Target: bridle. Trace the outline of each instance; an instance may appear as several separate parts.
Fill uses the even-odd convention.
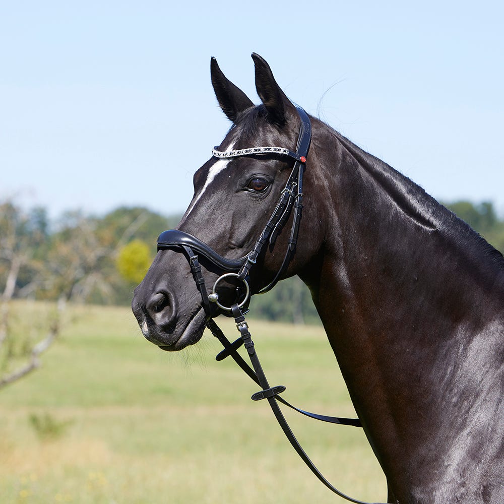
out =
[[[306,168],[306,158],[311,140],[311,124],[309,117],[300,107],[296,107],[296,109],[301,123],[295,151],[283,147],[273,146],[251,147],[225,152],[218,150],[217,147],[212,150],[213,155],[219,158],[274,154],[287,156],[294,160],[294,166],[280,193],[275,210],[250,251],[246,256],[240,259],[228,259],[223,257],[195,236],[176,229],[170,229],[161,233],[158,238],[158,250],[169,249],[181,253],[187,260],[193,277],[201,295],[202,306],[206,315],[206,326],[224,346],[224,349],[217,355],[216,359],[220,361],[231,356],[241,369],[261,387],[261,390],[252,395],[252,399],[254,401],[264,399],[268,400],[277,420],[292,447],[322,483],[335,493],[347,500],[356,504],[369,504],[345,495],[333,486],[323,476],[296,439],[277,401],[306,416],[322,421],[361,427],[359,419],[327,416],[310,413],[295,407],[280,397],[279,394],[285,390],[285,387],[283,385],[270,386],[256,352],[254,343],[248,331],[248,325],[245,320],[245,315],[248,312],[247,302],[250,297],[248,282],[250,270],[254,268],[258,259],[265,250],[266,244],[269,243],[272,246],[274,244],[278,233],[283,228],[290,214],[293,213],[293,209],[290,235],[282,265],[273,280],[257,293],[262,294],[273,288],[285,272],[296,249],[302,209],[301,200],[303,197],[303,175]],[[207,294],[199,255],[203,256],[219,270],[224,272],[216,280],[210,294]],[[231,278],[238,282],[238,286],[236,288],[236,300],[235,303],[228,306],[221,303],[217,291],[219,283],[228,280]],[[223,314],[234,318],[236,327],[240,333],[240,337],[236,341],[230,342],[214,320],[214,317],[217,313],[212,310],[211,303],[216,303]],[[242,345],[244,345],[247,350],[253,369],[237,351]]]

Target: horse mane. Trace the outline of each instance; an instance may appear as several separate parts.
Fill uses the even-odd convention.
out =
[[[254,143],[260,125],[267,121],[267,114],[263,105],[248,108],[240,115],[231,129],[239,128],[240,138],[245,142]],[[366,152],[328,124],[310,117],[313,122],[318,122],[328,129],[336,141],[384,188],[409,219],[427,229],[443,229],[460,246],[473,248],[480,256],[504,269],[504,257],[500,251],[420,185],[380,158]]]
[[[473,246],[501,269],[504,257],[467,222],[442,205],[418,184],[379,158],[370,154],[327,124],[337,141],[387,192],[408,217],[421,225],[443,229],[461,246]]]

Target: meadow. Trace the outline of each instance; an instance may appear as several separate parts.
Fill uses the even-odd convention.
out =
[[[14,303],[19,334],[41,327],[50,309]],[[232,321],[219,322],[237,336]],[[354,415],[322,328],[249,324],[270,383],[286,386],[286,399]],[[267,403],[250,400],[257,386],[230,359],[215,361],[219,347],[206,333],[182,352],[163,352],[127,308],[69,306],[42,366],[0,390],[0,502],[345,502],[306,467]],[[338,488],[386,499],[361,429],[285,412]]]

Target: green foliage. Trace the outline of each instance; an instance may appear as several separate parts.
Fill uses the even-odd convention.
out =
[[[489,202],[476,205],[469,201],[456,201],[446,206],[465,221],[497,250],[504,252],[504,220],[499,219]]]
[[[504,250],[504,220],[491,203],[458,201],[447,206]],[[24,212],[5,202],[0,205],[0,293],[17,256],[22,261],[14,297],[128,304],[134,284],[156,253],[157,237],[179,219],[143,207],[121,207],[102,216],[69,212],[50,223],[43,208]],[[253,316],[269,320],[319,320],[308,289],[297,278],[255,296],[251,306]]]
[[[14,304],[27,319],[38,317],[38,303]],[[145,339],[125,307],[69,303],[67,310],[60,343],[43,356],[36,378],[0,395],[2,504],[333,501],[268,404],[250,400],[257,386],[231,359],[215,361],[220,345],[208,331],[197,345],[166,352]],[[321,328],[249,322],[265,371],[287,387],[286,399],[354,415]],[[238,337],[233,321],[219,323],[230,339]],[[47,442],[31,413],[45,423],[43,431],[73,423]],[[42,419],[46,414],[52,421]],[[359,498],[385,498],[361,429],[285,414],[328,477]],[[254,468],[253,477],[243,477],[244,467]]]
[[[152,262],[149,245],[142,240],[133,240],[119,251],[117,271],[128,282],[140,283]]]
[[[32,413],[28,417],[28,421],[37,437],[41,440],[61,437],[74,423],[72,420],[57,420],[48,413],[41,415]]]

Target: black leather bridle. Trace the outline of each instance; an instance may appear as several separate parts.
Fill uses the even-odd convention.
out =
[[[282,265],[273,280],[257,293],[267,292],[276,285],[287,269],[295,251],[302,209],[301,200],[303,196],[303,175],[311,139],[311,124],[309,117],[302,108],[297,107],[297,110],[301,119],[301,124],[295,151],[278,147],[251,147],[226,152],[217,150],[216,147],[212,150],[213,155],[218,158],[235,158],[274,154],[287,156],[295,160],[294,166],[285,186],[280,194],[275,210],[252,250],[246,256],[239,259],[228,259],[223,257],[195,236],[184,231],[170,229],[161,233],[158,238],[158,250],[173,250],[183,253],[187,259],[193,278],[201,295],[202,305],[206,315],[206,326],[224,346],[224,349],[218,354],[216,359],[218,361],[222,360],[230,355],[241,369],[261,387],[261,390],[252,395],[252,399],[254,401],[264,399],[268,400],[280,427],[291,444],[322,483],[335,493],[347,500],[356,504],[369,504],[343,493],[322,475],[296,439],[277,401],[306,416],[331,423],[361,427],[362,426],[359,419],[327,416],[310,413],[293,406],[280,397],[279,394],[285,390],[285,387],[283,385],[270,386],[256,352],[254,343],[248,331],[248,325],[245,320],[245,315],[248,311],[246,305],[250,296],[248,281],[250,270],[254,268],[258,258],[265,250],[265,246],[267,243],[269,242],[271,245],[274,244],[279,232],[282,229],[292,213],[293,208],[293,216],[290,235]],[[199,255],[203,256],[219,270],[224,272],[216,281],[212,293],[209,295],[207,292],[205,279],[203,276],[199,261]],[[227,306],[220,302],[217,288],[221,282],[228,280],[230,277],[237,281],[238,287],[236,288],[235,302]],[[240,337],[236,341],[230,342],[214,320],[213,318],[216,316],[217,311],[212,311],[211,302],[215,303],[224,314],[234,318],[236,327],[240,333]],[[237,351],[242,345],[244,345],[247,350],[253,369]]]

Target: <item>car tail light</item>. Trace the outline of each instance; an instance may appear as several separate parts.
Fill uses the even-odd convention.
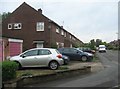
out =
[[[58,54],[57,57],[58,57],[58,58],[62,58],[62,55],[61,55],[61,54]]]

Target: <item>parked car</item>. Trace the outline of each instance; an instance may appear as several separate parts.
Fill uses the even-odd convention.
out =
[[[106,52],[106,46],[105,45],[99,45],[98,51],[99,52]]]
[[[93,59],[93,54],[83,52],[76,48],[59,48],[58,51],[62,55],[68,56],[70,60],[91,61]]]
[[[68,56],[62,55],[62,59],[64,60],[64,65],[69,64],[70,58]]]
[[[96,52],[95,50],[92,50],[88,47],[81,47],[81,48],[78,48],[78,49],[82,50],[83,52],[88,52],[88,53],[92,53],[92,54],[95,54],[95,52]]]
[[[18,56],[10,58],[15,61],[19,67],[49,67],[52,70],[57,69],[63,64],[62,55],[58,50],[52,48],[34,48],[21,53]]]

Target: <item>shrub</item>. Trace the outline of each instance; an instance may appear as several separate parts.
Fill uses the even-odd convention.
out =
[[[7,81],[16,78],[16,70],[18,69],[18,64],[12,61],[2,62],[2,80]]]

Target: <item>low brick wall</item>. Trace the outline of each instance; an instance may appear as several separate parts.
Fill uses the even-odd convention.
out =
[[[84,66],[83,68],[79,68],[79,69],[69,69],[69,70],[58,71],[53,74],[47,74],[47,75],[24,76],[14,81],[4,82],[4,89],[8,87],[14,89],[16,87],[22,87],[25,85],[43,83],[47,81],[52,81],[56,79],[66,78],[66,77],[72,77],[76,75],[83,75],[89,72],[91,72],[91,66]]]

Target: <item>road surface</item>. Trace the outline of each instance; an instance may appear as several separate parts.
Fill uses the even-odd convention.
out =
[[[97,73],[29,85],[28,87],[106,87],[111,89],[118,86],[118,51],[108,50],[106,53],[97,53],[97,56],[104,66],[104,69]]]

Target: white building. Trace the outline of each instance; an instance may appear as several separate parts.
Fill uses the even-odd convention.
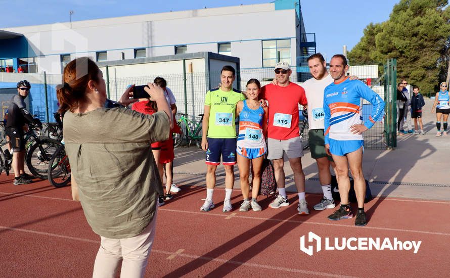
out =
[[[300,66],[297,57],[315,53],[316,42],[300,7],[299,0],[277,0],[5,29],[0,70],[58,74],[81,56],[104,62],[204,52],[238,57],[241,69]]]

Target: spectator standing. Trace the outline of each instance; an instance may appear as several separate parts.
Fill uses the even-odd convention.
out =
[[[404,108],[408,101],[408,99],[403,93],[403,88],[404,85],[401,82],[397,85],[397,135],[400,135],[404,134],[400,130],[400,124],[403,120]]]
[[[448,118],[448,114],[450,114],[450,105],[448,97],[448,91],[447,90],[447,83],[443,82],[440,83],[440,90],[436,93],[434,99],[434,103],[431,108],[431,113],[436,113],[436,127],[437,128],[436,136],[441,135],[447,136],[447,119]],[[435,108],[436,110],[434,110]],[[441,120],[442,121],[443,130],[441,129]]]
[[[411,97],[411,118],[414,120],[414,133],[413,134],[425,135],[423,124],[422,122],[422,108],[425,105],[423,97],[420,94],[420,89],[418,86],[413,87],[414,95]],[[417,121],[420,126],[420,132],[418,129]]]

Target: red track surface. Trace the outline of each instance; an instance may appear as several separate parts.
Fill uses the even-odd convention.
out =
[[[297,214],[291,205],[261,212],[222,212],[224,192],[214,192],[215,208],[201,212],[201,188],[183,191],[160,208],[147,277],[358,276],[445,277],[450,273],[450,202],[375,199],[366,204],[370,221],[355,227],[354,218],[331,221],[333,210],[318,212],[321,198],[307,195],[311,213]],[[42,181],[15,187],[0,176],[0,276],[89,277],[99,237],[87,224],[70,188],[54,189]],[[354,207],[355,205],[354,205]],[[422,241],[413,250],[322,250],[301,252],[300,238],[312,231],[323,238],[396,237]],[[324,240],[322,240],[323,241]],[[307,245],[309,245],[307,243]]]

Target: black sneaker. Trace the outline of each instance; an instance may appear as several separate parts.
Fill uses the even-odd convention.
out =
[[[350,207],[346,208],[341,205],[339,209],[335,211],[334,213],[328,216],[330,220],[337,220],[343,219],[351,218],[353,217],[351,209]]]
[[[356,213],[356,218],[355,219],[355,226],[365,226],[367,225],[367,219],[366,218],[366,212],[358,211]]]
[[[160,207],[164,205],[164,195],[159,195],[158,196],[158,206]]]
[[[15,186],[18,186],[19,184],[28,184],[28,183],[31,183],[33,181],[32,180],[24,178],[21,176],[19,178],[14,178],[14,184]]]
[[[31,180],[31,179],[33,179],[33,178],[34,178],[34,176],[33,176],[32,175],[30,175],[27,174],[26,173],[25,173],[24,174],[21,174],[20,176],[25,178],[25,179],[28,179],[28,180]]]

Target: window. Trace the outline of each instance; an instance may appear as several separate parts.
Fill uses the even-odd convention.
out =
[[[107,60],[107,55],[106,51],[100,51],[96,53],[97,57],[97,62],[101,62],[102,61],[106,61]]]
[[[231,56],[231,43],[221,42],[217,44],[219,54]]]
[[[134,50],[135,58],[145,58],[146,57],[145,49],[140,48]]]
[[[61,55],[61,68],[64,70],[66,65],[70,62],[70,54],[63,54]]]
[[[279,62],[291,63],[291,40],[262,41],[262,67],[275,67]]]
[[[183,54],[188,51],[187,45],[175,45],[175,54]]]
[[[30,73],[36,73],[37,72],[37,64],[36,63],[35,58],[20,58],[19,59],[19,68],[18,72],[25,72]]]
[[[9,70],[12,71],[13,59],[7,59],[0,60],[0,72],[6,72],[7,68],[9,68]]]

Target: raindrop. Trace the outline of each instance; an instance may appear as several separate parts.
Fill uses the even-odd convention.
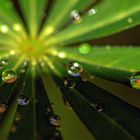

(WRITTEN EXERCISE) Copy the data above verbatim, everything from the line containing "Target: black sneaker." down to the end of the data, and leave the pictures out of your answer.

(SOLVED EXERCISE)
Target: black sneaker. Trace the outline of each instance; an instance may appear as several separate parts.
Fill uses the even-odd convention.
out =
[[[350,207],[346,208],[341,205],[339,209],[335,211],[334,213],[328,216],[330,220],[337,220],[343,219],[351,218],[353,217],[351,209]]]
[[[356,213],[356,218],[355,219],[355,226],[365,226],[367,225],[367,219],[366,218],[366,212],[358,211]]]
[[[160,207],[164,205],[164,195],[159,195],[158,196],[158,206]]]
[[[15,186],[18,186],[19,184],[28,184],[28,183],[31,183],[33,181],[32,180],[24,178],[21,176],[19,178],[14,178],[14,184]]]
[[[31,180],[31,179],[33,179],[33,178],[34,178],[34,176],[33,176],[32,175],[30,175],[27,174],[26,173],[25,173],[24,174],[21,174],[20,176],[25,178],[25,179],[28,179],[28,180]]]

Target: window. Trace the outline of each instance; an instance may appear as several separate parts.
Fill uses the even-odd convention.
out =
[[[107,60],[107,55],[106,51],[100,51],[96,53],[97,57],[97,62],[101,62],[102,61],[106,61]]]
[[[231,56],[231,43],[221,42],[217,44],[219,54]]]
[[[134,50],[135,58],[145,58],[146,57],[145,49],[140,48]]]
[[[61,55],[61,68],[64,70],[66,65],[70,62],[70,54],[63,54]]]
[[[279,62],[291,63],[291,40],[262,41],[262,67],[275,67]]]
[[[183,54],[188,51],[187,45],[175,45],[175,54]]]
[[[30,73],[36,73],[37,72],[37,64],[36,63],[35,58],[20,58],[19,59],[19,68],[18,72],[25,72]]]
[[[9,70],[12,71],[13,59],[7,59],[0,60],[0,72],[6,72],[7,68],[9,68]]]

Target: raindrop. Trace the outline of each instance; an instance may appear as several separate parts.
Fill uses the even-odd convention.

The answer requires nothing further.